▸ **Description of the task**:
Please return each line of the items below that contains the string "knit". Case matters.

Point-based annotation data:
++++

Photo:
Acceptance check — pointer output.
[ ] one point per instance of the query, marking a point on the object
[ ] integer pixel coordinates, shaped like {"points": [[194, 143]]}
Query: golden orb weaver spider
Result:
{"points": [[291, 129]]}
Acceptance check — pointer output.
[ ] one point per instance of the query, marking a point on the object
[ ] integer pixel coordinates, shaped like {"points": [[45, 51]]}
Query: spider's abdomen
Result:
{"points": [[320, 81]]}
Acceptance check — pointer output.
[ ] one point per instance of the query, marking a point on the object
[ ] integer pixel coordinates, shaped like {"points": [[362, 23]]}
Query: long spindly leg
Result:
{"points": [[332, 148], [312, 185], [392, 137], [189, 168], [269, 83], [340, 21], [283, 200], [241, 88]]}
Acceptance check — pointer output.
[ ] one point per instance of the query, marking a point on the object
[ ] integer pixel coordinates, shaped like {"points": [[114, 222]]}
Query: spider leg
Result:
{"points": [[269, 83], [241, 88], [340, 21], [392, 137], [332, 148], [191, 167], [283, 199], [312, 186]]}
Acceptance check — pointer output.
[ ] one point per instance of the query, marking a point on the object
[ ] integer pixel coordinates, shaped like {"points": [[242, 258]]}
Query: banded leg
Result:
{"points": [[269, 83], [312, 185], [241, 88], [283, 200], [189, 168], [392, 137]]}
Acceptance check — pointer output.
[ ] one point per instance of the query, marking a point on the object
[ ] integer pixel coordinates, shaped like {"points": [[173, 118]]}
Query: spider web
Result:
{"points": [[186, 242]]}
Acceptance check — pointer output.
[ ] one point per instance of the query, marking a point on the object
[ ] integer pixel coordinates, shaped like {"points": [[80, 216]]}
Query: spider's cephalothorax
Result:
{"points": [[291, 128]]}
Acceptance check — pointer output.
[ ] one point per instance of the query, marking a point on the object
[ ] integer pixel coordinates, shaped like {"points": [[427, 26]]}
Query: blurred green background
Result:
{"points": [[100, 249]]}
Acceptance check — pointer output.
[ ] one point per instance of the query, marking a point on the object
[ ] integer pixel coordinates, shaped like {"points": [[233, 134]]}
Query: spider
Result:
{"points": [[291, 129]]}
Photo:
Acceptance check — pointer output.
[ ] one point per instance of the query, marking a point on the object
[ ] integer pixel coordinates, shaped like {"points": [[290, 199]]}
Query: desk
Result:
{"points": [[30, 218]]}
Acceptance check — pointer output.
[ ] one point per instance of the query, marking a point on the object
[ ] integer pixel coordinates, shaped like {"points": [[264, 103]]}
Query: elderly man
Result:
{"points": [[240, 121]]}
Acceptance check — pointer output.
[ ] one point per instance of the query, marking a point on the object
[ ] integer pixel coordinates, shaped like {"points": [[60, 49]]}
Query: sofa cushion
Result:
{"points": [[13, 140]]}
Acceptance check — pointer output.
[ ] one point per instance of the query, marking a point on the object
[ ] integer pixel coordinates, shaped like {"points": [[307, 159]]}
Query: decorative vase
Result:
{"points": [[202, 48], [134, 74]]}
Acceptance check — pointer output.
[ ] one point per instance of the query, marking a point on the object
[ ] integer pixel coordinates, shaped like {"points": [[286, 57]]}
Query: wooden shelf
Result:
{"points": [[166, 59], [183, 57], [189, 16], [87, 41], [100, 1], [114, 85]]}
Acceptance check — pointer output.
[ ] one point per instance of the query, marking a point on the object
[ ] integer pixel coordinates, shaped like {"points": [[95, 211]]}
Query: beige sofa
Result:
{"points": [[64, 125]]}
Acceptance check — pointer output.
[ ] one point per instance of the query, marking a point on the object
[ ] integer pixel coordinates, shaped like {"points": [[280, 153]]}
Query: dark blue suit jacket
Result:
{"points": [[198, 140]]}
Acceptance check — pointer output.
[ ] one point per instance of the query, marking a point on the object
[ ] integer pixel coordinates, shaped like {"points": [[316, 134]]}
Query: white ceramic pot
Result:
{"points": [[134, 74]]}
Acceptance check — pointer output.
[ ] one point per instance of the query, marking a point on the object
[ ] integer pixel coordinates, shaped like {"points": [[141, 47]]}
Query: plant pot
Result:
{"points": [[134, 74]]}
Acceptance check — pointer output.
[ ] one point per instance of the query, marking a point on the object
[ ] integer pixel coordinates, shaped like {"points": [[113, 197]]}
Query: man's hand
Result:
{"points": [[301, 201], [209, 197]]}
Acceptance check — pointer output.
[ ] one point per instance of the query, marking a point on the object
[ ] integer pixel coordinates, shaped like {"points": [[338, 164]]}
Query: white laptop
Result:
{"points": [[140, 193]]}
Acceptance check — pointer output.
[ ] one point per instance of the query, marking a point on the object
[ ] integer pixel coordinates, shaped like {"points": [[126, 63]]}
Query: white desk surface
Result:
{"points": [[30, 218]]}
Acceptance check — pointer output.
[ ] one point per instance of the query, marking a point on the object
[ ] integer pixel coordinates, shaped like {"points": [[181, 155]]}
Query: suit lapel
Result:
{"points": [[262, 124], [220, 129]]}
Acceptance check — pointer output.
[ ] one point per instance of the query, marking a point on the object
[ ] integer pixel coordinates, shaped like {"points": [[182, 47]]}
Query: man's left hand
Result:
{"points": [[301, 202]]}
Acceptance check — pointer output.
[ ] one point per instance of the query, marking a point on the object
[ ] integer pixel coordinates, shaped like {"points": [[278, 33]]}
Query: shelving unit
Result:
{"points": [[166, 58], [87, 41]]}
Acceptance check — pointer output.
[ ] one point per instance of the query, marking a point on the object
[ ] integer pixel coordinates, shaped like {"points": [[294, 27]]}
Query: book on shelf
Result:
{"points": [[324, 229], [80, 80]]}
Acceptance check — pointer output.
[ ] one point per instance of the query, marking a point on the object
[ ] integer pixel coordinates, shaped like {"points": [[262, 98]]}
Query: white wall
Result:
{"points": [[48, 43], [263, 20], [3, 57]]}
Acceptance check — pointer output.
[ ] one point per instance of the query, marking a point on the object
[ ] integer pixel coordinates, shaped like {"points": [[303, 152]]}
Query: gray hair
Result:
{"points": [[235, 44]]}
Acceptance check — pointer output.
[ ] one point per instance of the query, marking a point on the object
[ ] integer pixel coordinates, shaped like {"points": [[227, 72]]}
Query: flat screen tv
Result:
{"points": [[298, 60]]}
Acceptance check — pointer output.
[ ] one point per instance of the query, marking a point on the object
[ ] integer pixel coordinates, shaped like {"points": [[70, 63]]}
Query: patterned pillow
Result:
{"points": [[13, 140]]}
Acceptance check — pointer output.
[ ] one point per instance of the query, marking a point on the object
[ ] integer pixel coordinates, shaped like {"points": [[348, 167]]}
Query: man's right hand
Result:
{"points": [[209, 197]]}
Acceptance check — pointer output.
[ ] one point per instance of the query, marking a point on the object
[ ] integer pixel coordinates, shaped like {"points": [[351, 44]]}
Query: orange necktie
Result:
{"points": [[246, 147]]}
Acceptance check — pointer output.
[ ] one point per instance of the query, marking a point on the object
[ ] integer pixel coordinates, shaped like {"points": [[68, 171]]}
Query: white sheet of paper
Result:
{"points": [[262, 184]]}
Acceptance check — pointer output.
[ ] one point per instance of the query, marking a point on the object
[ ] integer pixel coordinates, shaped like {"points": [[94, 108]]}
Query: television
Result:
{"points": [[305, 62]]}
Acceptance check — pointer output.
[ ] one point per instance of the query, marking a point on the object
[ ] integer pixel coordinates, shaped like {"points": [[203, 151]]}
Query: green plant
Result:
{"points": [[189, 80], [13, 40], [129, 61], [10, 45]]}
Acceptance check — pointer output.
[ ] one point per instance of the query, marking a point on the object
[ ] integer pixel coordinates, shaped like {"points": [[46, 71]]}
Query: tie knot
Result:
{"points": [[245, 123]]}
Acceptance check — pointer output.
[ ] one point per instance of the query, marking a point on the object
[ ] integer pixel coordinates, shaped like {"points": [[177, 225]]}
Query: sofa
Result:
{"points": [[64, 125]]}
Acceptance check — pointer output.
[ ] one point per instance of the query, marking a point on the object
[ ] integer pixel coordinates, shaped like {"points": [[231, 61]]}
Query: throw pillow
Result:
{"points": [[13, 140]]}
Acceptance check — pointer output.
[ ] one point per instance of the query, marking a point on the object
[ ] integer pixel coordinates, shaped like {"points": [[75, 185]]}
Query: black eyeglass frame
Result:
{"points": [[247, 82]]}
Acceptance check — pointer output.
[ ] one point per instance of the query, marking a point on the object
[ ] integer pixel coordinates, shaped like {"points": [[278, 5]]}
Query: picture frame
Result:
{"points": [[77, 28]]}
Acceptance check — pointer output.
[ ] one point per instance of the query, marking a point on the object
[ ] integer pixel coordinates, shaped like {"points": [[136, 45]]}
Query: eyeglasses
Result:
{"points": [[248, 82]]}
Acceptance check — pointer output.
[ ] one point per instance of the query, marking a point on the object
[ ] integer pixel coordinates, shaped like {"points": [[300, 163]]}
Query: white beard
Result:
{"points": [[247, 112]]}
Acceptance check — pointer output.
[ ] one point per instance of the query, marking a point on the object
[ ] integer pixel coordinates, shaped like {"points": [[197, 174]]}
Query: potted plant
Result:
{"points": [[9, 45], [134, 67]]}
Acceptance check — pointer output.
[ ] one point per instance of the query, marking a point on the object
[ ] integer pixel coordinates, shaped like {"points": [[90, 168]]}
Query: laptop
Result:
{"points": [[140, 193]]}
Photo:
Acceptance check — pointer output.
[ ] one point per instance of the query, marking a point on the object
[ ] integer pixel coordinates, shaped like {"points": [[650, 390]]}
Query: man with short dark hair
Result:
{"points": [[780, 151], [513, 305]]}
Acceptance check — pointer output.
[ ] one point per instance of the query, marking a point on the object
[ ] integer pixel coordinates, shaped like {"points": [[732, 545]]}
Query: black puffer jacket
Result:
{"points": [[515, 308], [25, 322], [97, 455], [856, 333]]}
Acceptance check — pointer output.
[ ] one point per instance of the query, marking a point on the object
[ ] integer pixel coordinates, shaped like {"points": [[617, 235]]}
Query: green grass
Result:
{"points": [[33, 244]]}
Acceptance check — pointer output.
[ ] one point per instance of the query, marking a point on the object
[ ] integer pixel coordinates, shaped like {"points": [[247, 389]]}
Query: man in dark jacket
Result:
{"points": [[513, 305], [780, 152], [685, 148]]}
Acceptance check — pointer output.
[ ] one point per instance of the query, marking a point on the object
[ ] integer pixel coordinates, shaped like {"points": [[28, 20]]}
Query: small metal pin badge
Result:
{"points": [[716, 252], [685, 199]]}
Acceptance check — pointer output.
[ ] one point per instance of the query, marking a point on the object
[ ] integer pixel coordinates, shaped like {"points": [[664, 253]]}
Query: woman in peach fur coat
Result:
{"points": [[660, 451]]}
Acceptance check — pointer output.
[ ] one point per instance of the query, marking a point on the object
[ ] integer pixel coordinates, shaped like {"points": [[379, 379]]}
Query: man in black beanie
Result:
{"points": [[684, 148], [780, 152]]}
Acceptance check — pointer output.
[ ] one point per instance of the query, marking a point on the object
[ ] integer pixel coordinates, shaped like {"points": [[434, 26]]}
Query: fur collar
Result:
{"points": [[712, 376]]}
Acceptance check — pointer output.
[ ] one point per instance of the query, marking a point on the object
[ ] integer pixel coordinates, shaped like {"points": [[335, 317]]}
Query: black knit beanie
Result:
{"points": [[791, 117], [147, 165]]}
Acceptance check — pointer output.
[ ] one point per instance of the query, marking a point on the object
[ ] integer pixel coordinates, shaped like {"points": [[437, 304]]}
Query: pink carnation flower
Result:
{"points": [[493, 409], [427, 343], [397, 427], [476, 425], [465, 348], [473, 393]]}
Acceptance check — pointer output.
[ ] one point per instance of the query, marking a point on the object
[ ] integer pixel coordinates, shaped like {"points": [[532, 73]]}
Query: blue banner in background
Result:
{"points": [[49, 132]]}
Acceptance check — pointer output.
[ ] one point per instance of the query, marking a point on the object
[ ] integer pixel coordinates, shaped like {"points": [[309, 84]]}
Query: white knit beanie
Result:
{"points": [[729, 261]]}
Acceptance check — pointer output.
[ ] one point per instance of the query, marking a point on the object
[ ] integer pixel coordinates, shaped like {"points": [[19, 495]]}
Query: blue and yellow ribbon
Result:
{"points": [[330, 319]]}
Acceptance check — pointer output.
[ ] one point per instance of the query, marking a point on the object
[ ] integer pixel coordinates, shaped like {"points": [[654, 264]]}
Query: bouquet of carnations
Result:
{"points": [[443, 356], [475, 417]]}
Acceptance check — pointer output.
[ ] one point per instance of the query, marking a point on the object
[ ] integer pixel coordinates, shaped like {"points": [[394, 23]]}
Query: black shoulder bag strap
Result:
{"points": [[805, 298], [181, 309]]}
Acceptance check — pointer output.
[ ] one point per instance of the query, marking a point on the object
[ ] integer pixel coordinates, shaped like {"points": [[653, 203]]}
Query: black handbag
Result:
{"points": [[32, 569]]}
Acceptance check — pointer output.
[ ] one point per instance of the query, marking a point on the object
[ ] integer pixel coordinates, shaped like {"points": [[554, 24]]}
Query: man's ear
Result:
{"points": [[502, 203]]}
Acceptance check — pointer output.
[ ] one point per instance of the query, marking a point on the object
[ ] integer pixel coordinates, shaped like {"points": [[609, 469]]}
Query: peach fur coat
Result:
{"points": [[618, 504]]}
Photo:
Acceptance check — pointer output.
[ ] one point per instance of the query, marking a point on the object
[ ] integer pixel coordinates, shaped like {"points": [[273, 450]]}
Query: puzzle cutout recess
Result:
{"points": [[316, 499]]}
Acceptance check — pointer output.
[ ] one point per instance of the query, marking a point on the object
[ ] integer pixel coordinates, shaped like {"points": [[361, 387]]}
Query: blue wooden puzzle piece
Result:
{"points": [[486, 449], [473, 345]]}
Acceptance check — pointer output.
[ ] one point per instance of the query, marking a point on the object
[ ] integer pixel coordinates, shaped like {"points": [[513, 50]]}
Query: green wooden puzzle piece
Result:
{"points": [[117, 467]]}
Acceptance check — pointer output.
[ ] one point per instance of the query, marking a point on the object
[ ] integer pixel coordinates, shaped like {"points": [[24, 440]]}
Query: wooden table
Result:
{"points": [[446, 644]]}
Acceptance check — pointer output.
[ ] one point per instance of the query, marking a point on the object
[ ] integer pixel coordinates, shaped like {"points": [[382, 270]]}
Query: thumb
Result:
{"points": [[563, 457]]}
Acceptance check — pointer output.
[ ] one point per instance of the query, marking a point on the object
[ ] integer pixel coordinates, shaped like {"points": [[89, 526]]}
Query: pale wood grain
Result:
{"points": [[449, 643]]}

++++

▸ **Finished task**:
Query: black knit beanie
Query: white knit beanie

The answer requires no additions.